Text:
KHAN YUNIS, GAZA - DECEMBER 22: People mourn as they collect the bodies of Palestinians killed in an airstrike on December 22, 2023, in Khan Younis, Gaza. The United Kingdom, France and Germany are the latest countries to call on Israel to reach a "sustainable truce" after more than two months of war in Gaza, which was sparked by the Oct. 7 attacks by Hamas that left 1,200 dead and around 240 taken hostage. In Israel's retaliatory air and ground offensive, nearly 20,000 Palestinians have been killed, according to Gaza health officials. The Israeli prime minister has resisted calls for a ceasefire, saying last week that "military pressure is necessary both for the return of the hostages and for victory." (Photo by Ahmad Hasaballah/Getty Images)  (Ahmad Hasaballah)
By Gaya Gupta New York Times

A United Nations aid worker and his family were killed Friday near Gaza City, the same day that aid agencies sharply criticized the U.N. Security Council for passing a resolution that did not call for a full cease-fire in the besieged enclave.

An Israeli airstrike killed Issam al-Mughrabi, who had worked at the U.N. Development Program for 30 years, his wife and his five children, Achim Steiner, an administrator at the agency, said in a statement.

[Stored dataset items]

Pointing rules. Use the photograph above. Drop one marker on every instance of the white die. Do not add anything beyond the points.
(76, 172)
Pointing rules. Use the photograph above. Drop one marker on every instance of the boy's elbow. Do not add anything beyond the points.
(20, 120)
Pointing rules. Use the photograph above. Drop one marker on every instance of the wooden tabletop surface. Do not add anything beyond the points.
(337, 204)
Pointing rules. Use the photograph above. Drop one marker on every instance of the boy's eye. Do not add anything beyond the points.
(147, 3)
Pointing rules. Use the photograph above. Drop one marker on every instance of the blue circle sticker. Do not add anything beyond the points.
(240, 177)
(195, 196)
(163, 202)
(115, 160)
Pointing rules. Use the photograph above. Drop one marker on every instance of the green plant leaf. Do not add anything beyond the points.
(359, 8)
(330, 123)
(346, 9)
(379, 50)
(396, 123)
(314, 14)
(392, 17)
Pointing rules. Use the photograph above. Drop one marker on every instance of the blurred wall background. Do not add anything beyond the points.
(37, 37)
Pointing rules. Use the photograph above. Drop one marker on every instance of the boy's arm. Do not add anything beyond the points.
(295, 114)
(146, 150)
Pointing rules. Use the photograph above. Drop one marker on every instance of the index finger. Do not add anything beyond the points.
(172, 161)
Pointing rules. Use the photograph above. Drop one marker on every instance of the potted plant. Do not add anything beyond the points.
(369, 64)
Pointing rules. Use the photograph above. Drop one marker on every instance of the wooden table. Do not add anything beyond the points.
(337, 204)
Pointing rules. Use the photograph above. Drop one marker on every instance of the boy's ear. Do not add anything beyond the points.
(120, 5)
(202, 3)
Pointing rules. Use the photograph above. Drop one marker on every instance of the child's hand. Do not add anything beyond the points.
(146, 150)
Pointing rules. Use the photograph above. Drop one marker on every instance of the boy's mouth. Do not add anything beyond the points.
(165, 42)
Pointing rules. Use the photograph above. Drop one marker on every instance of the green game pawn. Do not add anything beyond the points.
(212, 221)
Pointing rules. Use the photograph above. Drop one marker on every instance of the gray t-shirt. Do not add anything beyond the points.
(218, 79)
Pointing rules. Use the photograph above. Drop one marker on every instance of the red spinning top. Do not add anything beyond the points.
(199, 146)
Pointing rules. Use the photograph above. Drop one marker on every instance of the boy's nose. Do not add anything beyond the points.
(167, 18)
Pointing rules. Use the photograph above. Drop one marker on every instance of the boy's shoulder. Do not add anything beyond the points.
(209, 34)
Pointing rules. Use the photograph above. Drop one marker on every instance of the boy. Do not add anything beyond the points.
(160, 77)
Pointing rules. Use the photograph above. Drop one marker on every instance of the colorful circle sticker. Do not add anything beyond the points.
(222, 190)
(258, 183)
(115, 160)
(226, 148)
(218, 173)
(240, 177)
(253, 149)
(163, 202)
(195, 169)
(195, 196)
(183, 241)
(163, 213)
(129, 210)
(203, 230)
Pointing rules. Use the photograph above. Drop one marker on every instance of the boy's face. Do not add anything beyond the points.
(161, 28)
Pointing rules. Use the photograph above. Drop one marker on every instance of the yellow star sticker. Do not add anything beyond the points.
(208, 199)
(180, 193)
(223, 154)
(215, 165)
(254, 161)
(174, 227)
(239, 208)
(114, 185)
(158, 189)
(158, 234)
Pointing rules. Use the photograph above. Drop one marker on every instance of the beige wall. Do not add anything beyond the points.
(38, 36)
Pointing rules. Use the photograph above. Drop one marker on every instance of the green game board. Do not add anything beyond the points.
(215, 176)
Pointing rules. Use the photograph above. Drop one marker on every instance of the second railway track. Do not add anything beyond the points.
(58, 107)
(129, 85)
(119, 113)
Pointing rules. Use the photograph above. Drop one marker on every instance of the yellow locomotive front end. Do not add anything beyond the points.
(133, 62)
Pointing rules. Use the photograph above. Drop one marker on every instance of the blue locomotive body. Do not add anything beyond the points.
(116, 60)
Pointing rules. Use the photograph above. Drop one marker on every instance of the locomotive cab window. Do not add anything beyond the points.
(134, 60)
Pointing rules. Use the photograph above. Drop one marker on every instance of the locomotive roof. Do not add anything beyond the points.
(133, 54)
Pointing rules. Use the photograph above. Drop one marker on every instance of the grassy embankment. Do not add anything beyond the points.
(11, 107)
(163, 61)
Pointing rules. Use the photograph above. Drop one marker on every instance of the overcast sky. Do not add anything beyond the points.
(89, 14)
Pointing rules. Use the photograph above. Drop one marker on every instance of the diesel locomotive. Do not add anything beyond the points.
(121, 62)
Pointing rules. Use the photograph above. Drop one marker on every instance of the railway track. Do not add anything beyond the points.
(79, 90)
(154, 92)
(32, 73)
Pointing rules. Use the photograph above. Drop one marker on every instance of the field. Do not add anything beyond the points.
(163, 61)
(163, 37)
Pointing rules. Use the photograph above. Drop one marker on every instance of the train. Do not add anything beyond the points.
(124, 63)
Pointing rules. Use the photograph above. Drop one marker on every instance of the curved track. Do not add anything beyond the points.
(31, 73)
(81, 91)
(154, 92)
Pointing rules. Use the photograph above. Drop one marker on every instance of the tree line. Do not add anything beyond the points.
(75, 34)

Goal of the exercise: Who are all the people named in the Gaza news text above?

Task answer: Ahmad Hasaballah, Gaya Gupta, Issam al-Mughrabi, Achim Steiner